TASK DETAILS: Reproduce the listing below word for word, starting at the line that contains "I need to find the car" and continuing through its final line.

ENTRIES SHOWN:
<<<<
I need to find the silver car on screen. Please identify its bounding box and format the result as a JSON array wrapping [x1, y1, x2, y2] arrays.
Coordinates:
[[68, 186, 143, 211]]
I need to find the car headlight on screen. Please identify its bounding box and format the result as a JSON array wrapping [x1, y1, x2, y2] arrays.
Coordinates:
>>>>
COMPLETE RESPONSE:
I need to find the car headlight on screen. Please identify its bounding box and format the result as a JSON array wrapping [x1, y1, x2, y2] arrays.
Coordinates:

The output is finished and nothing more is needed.